(OBJECTIVE) Reproduce the rows below verbatim, from the line with "Element lookup — where exactly is the large" to the line with "xmin=58 ymin=157 xmax=63 ymax=183", both included, and nothing else.

(DATA SECTION)
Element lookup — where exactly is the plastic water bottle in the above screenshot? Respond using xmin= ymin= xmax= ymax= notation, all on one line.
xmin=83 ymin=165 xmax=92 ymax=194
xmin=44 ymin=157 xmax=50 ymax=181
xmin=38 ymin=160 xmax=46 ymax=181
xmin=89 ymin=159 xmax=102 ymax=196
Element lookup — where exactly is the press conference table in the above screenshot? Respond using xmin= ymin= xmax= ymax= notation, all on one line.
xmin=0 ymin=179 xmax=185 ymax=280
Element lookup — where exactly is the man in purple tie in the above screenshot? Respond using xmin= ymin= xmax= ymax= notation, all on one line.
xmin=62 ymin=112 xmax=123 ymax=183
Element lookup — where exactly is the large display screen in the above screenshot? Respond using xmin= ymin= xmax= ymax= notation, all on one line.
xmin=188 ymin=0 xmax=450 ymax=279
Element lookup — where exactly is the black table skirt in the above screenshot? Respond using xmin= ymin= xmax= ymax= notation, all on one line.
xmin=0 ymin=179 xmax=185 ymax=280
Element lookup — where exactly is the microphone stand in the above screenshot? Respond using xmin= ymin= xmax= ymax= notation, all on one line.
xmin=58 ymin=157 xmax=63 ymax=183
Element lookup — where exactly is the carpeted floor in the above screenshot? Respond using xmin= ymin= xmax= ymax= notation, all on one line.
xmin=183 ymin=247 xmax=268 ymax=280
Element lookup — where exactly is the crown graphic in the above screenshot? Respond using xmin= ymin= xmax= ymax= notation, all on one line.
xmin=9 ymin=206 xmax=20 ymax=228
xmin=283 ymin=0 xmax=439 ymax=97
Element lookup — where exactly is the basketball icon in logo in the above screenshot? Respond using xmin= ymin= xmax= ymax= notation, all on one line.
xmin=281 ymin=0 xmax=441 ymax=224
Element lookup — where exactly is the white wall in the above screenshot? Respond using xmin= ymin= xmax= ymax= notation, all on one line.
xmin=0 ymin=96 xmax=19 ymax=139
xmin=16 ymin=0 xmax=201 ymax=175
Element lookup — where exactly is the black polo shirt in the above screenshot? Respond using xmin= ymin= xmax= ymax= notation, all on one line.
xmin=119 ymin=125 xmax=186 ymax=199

(WORKED SOLUTION)
Element lookup — where exactly is the large display screen in the above screenshot? Respond using xmin= ymin= xmax= ymax= notation, all on one line.
xmin=188 ymin=0 xmax=450 ymax=279
Element lookup — where exactly is the black table skirt in the above screenshot? Respond using xmin= ymin= xmax= ymax= notation, all on one line.
xmin=0 ymin=179 xmax=185 ymax=280
Element lookup — where exactly is the microphone stand in the above screenshot? Respond using xmin= ymin= xmax= ymax= notation, all on one line.
xmin=58 ymin=157 xmax=63 ymax=183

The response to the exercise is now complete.